• The problem:
Two lines below mark the span: the one containing "sample | <point>292,208</point>" and the one containing "sample | <point>13,314</point>". Set down both, plus every line between, exactly as they stand, and nothing else.

┄┄┄┄┄┄┄┄┄┄┄┄┄┄┄┄┄┄┄┄

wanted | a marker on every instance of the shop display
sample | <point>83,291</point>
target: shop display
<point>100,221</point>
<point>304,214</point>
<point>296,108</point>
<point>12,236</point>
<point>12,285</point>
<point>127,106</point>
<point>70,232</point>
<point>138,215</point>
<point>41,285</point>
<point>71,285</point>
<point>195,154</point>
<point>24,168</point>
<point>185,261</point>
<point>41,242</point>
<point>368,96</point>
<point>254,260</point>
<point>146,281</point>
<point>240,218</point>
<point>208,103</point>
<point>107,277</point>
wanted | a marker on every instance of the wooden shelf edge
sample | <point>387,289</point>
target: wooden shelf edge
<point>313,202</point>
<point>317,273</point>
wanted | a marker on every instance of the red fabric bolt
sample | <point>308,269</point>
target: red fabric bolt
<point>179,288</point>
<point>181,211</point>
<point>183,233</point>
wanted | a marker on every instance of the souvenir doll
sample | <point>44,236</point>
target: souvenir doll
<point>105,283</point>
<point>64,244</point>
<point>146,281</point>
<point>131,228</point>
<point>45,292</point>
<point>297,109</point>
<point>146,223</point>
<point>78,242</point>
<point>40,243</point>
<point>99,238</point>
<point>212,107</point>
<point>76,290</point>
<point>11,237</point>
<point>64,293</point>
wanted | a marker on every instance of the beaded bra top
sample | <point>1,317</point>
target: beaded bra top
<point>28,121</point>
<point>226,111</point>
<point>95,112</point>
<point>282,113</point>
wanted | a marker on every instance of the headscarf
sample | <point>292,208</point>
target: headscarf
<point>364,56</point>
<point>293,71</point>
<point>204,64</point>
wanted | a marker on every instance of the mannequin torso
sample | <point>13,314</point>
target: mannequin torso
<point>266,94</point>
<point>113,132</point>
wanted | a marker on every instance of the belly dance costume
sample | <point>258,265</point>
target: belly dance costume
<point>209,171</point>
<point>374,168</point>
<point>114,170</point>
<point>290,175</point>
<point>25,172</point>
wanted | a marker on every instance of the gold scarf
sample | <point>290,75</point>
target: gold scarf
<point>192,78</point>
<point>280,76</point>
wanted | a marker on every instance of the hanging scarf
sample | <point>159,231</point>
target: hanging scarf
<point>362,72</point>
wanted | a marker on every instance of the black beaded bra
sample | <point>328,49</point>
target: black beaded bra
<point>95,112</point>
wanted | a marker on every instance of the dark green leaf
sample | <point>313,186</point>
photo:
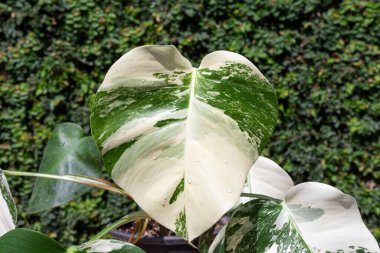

┄┄┄┄┄┄┄┄┄┄┄┄┄┄┄┄┄┄┄┄

• Exercise answer:
sample | <point>292,208</point>
target: headscarf
<point>364,56</point>
<point>293,71</point>
<point>204,64</point>
wanted | a marker on every instance of the mannequin torso
sample | <point>13,314</point>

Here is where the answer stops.